### Exercise
Reproduce the stretch of the material from the line containing "Thank you for this photo. Would you kindly tag the silver" through the end of the material, word for word and with nothing else.

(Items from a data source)
------------------------------------------------------------

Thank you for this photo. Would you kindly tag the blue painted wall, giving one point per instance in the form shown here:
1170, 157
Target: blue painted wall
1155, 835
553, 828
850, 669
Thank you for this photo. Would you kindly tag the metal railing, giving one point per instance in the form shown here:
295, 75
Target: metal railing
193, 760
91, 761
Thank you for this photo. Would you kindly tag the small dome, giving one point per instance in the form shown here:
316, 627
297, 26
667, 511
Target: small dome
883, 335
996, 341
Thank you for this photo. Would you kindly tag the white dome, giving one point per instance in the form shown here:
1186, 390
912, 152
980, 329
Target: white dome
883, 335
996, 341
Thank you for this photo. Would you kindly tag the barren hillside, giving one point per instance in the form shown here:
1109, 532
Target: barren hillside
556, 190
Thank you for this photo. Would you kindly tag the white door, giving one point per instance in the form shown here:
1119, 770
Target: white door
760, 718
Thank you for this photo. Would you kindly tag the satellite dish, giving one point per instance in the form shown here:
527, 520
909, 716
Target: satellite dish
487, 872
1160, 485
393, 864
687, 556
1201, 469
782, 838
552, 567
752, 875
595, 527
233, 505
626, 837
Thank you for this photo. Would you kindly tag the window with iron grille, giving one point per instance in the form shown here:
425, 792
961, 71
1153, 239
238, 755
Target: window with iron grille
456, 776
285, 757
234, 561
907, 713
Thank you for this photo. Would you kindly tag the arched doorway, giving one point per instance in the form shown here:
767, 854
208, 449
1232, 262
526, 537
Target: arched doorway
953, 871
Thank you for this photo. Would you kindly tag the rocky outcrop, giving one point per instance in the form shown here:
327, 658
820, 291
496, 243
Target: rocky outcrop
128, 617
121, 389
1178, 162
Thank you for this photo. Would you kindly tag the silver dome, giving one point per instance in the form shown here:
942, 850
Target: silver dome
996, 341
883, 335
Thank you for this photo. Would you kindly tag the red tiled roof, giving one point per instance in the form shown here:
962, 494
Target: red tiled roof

------------------------------------------------------------

### Response to the exercise
Thank you for this photo. Would you kindly tag the silver dome, giving one point per instance in the form shown here:
942, 850
Target: silver dome
996, 341
883, 335
Thank you for this photo. Would you kindly tag the red tiled roof, giving one point per instance in the form shown here:
962, 494
Target: red tiled roof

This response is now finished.